→ Exercise tasks
1. In the news report on the Swedish and Stevens Hospital partnership, what is the minimum monthly lease payment the hospital district will receive?
2. Continue the news report on the Swedish and Stevens Hospital partnership from its last sentence.

→ Supplied text
SEATTLE — The state Department of Health has given thumbs up to an innovative partnership between Seattle-based Swedish and Stevens Hospital in Edmonds. It will take effect Sept. 1, the same day Stevens is officially renamed Swedish/Edmonds.
In the first relationship of its kind in Washington state, DOH granted a certificate of need for nonprofit Swedish to lease and operate Stevens, owned by Public Hospital District No. 2 of Snohomish County. Under the 30-year arrangement, the district will receive monthly lease payments of at least $600,000. Current Stevens administrators and staff will remain in place and new employees will be added as services expand.
Swedish will make day-to-day operations decisions for the facility and the hospital district board of commissioners will be consulted on major issues. The district will continue to exist as it has a broader mission to enhance the health and well-being of the entire community, far beyond acute-care hospital services.
“Hospitals all over America are aligning with other facilities for a variety of reasons,” said Cal Knight, president and chief operating officer of Swedish Medical Center. “In this case, both Swedish and Stevens were financially sound, but each needed a strong partner in order to grow and improve care in south Snohomish and north King counties.”
Swedish, greater Seattle’s largest nonprofit health-care provider with 1,245 licensed beds, has three hospital campuses in Seattle (First Hill, Cherry Hill and Ballard) and a fourth under construction in Issaquah. It also operates an extensive network of primary- and specialty-care clinics throughout King County, Swedish Visiting Nurse Services, as well as a freestanding emergency department and ambulatory care center in Issaquah. Two other freestanding emergency department and ambulatory care center facilities are also currently under construction in Mill Creek and Redmond.
Swedish currently employs 7,360 people systemwide, 410 of which are physicians. And its active medical staff is comprised of 1,550 physicians, most of whom are private practitioners.
Stevens is licensed for 217 beds and has more than 1,200 employees and more than 400 physicians with privileges.
“There is a good cultural fit on many levels,” said Mike Carter, Stevens’ president and CEO. “Both hospitals are nonprofit and secular, we are locally controlled, we share a commitment to reforming how health care is delivered, and we are dedicated to assisting the underserved.”

→ Supplied material
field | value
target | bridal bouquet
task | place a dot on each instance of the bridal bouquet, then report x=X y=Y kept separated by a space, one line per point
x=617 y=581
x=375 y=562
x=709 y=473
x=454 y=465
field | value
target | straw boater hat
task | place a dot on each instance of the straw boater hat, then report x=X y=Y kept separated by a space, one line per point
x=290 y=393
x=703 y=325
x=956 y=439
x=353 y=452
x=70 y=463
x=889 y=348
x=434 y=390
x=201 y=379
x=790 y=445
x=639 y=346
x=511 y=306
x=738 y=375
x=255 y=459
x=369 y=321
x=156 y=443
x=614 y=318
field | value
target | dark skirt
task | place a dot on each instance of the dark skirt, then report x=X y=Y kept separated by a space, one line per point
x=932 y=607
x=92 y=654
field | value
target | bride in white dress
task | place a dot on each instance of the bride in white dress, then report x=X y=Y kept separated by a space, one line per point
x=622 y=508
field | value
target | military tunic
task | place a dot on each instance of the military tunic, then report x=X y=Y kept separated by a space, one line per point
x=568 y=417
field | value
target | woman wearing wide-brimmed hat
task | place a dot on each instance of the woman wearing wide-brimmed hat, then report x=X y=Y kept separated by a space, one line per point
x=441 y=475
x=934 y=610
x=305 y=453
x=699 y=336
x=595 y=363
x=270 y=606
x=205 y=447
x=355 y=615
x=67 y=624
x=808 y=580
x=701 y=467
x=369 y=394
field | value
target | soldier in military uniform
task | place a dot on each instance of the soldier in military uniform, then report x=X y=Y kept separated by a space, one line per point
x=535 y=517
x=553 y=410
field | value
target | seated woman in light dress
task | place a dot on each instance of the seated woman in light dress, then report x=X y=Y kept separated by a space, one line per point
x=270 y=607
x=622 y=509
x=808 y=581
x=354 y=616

* * *

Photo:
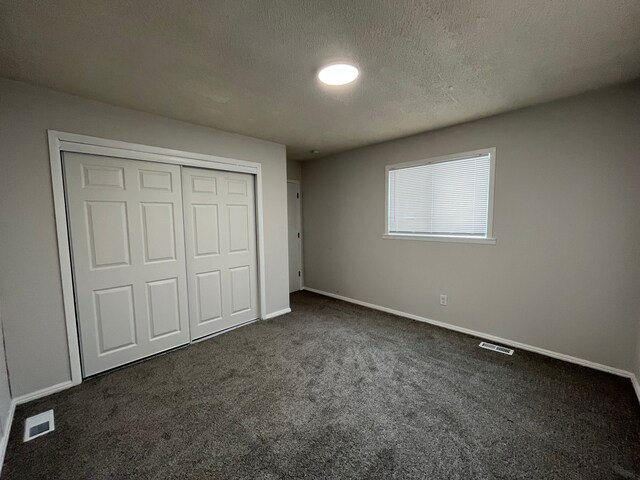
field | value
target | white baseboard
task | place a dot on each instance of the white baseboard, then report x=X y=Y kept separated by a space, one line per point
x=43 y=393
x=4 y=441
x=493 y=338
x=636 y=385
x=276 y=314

* * *

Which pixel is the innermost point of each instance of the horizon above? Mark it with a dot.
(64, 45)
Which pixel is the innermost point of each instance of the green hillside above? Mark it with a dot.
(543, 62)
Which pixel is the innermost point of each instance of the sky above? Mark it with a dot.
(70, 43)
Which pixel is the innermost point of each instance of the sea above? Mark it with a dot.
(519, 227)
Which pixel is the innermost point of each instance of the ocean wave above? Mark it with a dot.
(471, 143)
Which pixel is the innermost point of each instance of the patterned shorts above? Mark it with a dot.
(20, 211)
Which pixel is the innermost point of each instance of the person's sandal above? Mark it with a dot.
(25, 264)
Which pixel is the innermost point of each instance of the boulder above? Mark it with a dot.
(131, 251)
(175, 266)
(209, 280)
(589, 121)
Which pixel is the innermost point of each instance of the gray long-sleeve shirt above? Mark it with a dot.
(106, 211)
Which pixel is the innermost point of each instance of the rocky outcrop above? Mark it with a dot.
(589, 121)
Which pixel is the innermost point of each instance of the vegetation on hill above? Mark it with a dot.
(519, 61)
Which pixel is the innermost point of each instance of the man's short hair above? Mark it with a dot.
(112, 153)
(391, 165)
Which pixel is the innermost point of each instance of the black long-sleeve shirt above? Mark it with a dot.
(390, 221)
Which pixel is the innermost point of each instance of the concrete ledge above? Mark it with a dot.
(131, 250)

→ Responses per task
1. At least $600,000

2.
Knight and Carter noted several important advantages to the new relationship. Together, Swedish and Stevens form a regional health-care delivery network that will allow Stevens to provide more local services, while giving residents greater access to the latest medical treatments and the comprehensive services of the Swedish system. Also, Swedish is connected to highly qualified health-care professionals all over the United States, which will help with recruitment and retention of first-rate physicians, nurses, therapists, administrators and support staff.
By combining their assets and talents, Stevens and Swedish will be able to better manage costs, provide greater value to patients by improving care-delivery models and reduce waste. Swedish is committed to making significant investments in advanced medical and information technology at Stevens. Soon, the hospital will be integrated into Swedish’s Epic electronic health record system, making it much easier for patients to manage their health care and for physicians to provide it. The Epic network offers a powerful set of secure online services such as transmitting lab results, e-mailing doctors, making appointments or paying a bill.
“From the outset, it was important to maintain Stevens as a vital community resource,” Carter said. “We are the largest employer in Edmonds and, as we expand and diversify, the hospital will be a key driver of positive economic activity in south Snohomish County and beyond.”
The new Swedish/Edmonds is planning many internal and external activities over the next few months to introduce staff, physicians and the community to its new directions.